• YOUR OBJECTIVE: Reproduce the rivaroxaban trial abstract below word for word, in full.

• SOURCE DOCUMENT:
§

BACKGROUND: The effects of rivaroxaban in patients with atrial fibrillation and a bioprosthetic mitral valve remain uncertain.
METHODS: In this randomized trial, we compared rivaroxaban (20 mg once daily) with dose-adjusted warfarin (target international normalized ratio, 2.0 to 3.0) in patients with atrial fibrillation and a bioprosthetic mitral valve. The primary outcome was a composite of death, major cardiovascular events (stroke, transient ischemic attack, systemic embolism, valve thrombosis, or hospitalization for heart failure), or major bleeding at 12 months.
RESULTS: A total of 1005 patients were enrolled at 49 sites in Brazil. A primary-outcome event occurred at a mean of 347.5 days in the rivaroxaban group and 340.1 days in the warfarin group (difference calculated as restricted mean survival time, 7.4 days; 95% confidence interval [CI], -1.4 to 16.3; P<0.001 for noninferiority). Death from cardiovascular causes or thromboembolic events occurred in 17 patients (3.4%) in the rivaroxaban group and in 26 (5.1%) in the warfarin group (hazard ratio, 0.65; 95% CI, 0.35 to 1.20). The incidence of stroke was 0.6% in the rivaroxaban group and 2.4% in the warfarin group (hazard ratio, 0.25; 95% CI, 0.07 to 0.88). Major bleeding occurred in 7 patients (1.4%) in the rivaroxaban group and in 13 (2.6%) in the warfarin group (hazard ratio, 0.54; 95% CI, 0.21 to 1.35). The frequency of other serious adverse events was similar in the two groups.

§

• RECORD EXTRACTS:
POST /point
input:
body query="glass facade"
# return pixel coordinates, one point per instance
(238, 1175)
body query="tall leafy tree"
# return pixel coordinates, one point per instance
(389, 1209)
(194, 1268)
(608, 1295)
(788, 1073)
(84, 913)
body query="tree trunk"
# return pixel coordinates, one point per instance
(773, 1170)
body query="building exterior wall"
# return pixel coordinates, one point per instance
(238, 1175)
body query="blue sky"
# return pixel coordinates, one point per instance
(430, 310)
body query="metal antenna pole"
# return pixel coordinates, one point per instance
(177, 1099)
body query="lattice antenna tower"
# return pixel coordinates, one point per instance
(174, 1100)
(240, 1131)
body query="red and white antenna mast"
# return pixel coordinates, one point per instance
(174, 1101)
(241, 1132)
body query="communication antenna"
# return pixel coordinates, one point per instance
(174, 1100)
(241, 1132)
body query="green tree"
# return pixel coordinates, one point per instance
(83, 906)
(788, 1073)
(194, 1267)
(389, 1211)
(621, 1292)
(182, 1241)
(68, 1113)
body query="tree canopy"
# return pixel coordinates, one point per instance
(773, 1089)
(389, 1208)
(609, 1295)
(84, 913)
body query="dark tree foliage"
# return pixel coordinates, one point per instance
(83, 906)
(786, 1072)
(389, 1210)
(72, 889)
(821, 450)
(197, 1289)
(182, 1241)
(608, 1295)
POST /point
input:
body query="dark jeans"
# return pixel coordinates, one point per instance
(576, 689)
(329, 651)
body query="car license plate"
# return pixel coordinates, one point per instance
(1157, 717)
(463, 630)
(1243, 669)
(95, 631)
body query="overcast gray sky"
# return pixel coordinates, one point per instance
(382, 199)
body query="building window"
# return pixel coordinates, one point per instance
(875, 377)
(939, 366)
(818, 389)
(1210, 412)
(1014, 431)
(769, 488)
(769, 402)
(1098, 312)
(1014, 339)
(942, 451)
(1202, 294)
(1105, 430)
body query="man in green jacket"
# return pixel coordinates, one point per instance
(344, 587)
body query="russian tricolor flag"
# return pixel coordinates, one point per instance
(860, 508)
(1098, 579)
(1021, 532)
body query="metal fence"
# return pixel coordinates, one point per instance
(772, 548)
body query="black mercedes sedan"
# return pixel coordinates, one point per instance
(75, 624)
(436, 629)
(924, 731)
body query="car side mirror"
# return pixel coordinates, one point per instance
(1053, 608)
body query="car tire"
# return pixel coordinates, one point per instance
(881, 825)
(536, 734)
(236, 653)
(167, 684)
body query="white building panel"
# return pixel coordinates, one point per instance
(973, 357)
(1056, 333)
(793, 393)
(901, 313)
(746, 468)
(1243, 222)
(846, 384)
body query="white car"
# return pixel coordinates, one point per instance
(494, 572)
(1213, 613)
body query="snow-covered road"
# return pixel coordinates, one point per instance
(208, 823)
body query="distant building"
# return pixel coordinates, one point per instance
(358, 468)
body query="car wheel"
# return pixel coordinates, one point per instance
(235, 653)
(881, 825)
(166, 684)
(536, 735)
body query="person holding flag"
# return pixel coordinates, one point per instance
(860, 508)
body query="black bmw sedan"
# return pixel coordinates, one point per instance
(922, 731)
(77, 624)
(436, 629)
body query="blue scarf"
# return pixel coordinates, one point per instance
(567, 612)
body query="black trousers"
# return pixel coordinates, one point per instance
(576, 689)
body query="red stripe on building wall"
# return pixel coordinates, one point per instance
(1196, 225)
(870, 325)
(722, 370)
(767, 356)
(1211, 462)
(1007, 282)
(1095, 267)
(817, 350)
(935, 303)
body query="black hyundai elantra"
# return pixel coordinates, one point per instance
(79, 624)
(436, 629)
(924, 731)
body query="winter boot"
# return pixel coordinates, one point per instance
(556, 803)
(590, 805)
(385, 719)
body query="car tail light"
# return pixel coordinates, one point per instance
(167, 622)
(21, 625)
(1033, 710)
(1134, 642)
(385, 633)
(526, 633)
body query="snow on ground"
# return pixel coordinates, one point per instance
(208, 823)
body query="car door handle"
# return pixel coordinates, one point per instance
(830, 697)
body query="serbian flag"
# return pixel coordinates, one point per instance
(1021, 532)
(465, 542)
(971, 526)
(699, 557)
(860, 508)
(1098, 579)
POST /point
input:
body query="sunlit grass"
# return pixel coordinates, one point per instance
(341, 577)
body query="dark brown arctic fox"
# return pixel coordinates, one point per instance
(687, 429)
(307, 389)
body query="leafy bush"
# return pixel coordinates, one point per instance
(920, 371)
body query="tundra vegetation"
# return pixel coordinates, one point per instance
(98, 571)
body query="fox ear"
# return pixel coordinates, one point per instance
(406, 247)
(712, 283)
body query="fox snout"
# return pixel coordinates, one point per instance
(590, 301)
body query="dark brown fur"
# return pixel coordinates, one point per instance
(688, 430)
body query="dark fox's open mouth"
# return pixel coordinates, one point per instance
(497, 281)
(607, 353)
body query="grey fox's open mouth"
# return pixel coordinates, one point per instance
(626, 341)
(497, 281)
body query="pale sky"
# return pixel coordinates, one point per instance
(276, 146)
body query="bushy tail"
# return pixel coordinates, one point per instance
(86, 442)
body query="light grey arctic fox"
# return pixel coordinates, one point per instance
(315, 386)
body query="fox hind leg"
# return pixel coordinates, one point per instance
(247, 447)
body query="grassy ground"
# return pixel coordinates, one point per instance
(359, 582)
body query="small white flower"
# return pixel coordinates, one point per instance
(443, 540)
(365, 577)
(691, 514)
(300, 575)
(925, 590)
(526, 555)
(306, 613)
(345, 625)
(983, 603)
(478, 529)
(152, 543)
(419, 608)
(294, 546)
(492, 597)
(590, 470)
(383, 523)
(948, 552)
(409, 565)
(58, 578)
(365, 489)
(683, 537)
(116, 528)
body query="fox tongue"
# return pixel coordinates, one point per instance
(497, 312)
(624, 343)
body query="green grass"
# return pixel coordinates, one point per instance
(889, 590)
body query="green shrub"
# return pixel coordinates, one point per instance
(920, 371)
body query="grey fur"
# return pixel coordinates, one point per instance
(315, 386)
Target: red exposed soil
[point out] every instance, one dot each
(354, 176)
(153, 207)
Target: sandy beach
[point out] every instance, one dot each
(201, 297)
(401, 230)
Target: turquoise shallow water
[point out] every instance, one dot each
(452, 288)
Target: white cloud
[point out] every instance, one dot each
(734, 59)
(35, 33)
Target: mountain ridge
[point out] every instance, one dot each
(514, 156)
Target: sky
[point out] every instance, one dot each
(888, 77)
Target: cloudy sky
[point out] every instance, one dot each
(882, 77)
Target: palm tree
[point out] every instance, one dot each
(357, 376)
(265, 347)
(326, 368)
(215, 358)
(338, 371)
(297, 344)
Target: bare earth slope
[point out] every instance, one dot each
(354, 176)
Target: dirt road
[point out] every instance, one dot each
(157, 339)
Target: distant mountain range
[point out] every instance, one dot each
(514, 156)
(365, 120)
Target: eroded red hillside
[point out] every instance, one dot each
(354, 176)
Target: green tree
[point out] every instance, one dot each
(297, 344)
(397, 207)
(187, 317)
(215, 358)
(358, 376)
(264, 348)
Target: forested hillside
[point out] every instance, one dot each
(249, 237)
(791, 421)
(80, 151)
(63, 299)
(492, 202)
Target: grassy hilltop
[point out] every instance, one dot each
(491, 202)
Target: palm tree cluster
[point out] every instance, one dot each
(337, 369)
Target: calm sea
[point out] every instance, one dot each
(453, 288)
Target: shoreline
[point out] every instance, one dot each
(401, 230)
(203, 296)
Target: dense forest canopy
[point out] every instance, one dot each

§

• ANSWER BELOW:
BACKGROUND: The effects of rivaroxaban in patients with atrial fibrillation and a bioprosthetic mitral valve remain uncertain.
METHODS: In this randomized trial, we compared rivaroxaban (20 mg once daily) with dose-adjusted warfarin (target international normalized ratio, 2.0 to 3.0) in patients with atrial fibrillation and a bioprosthetic mitral valve. The primary outcome was a composite of death, major cardiovascular events (stroke, transient ischemic attack, systemic embolism, valve thrombosis, or hospitalization for heart failure), or major bleeding at 12 months.
RESULTS: A total of 1005 patients were enrolled at 49 sites in Brazil. A primary-outcome event occurred at a mean of 347.5 days in the rivaroxaban group and 340.1 days in the warfarin group (difference calculated as restricted mean survival time, 7.4 days; 95% confidence interval [CI], -1.4 to 16.3; P<0.001 for noninferiority). Death from cardiovascular causes or thromboembolic events occurred in 17 patients (3.4%) in the rivaroxaban group and in 26 (5.1%) in the warfarin group (hazard ratio, 0.65; 95% CI, 0.35 to 1.20). The incidence of stroke was 0.6% in the rivaroxaban group and 2.4% in the warfarin group (hazard ratio, 0.25; 95% CI, 0.07 to 0.88). Major bleeding occurred in 7 patients (1.4%) in the rivaroxaban group and in 13 (2.6%) in the warfarin group (hazard ratio, 0.54; 95% CI, 0.21 to 1.35). The frequency of other serious adverse events was similar in the two groups.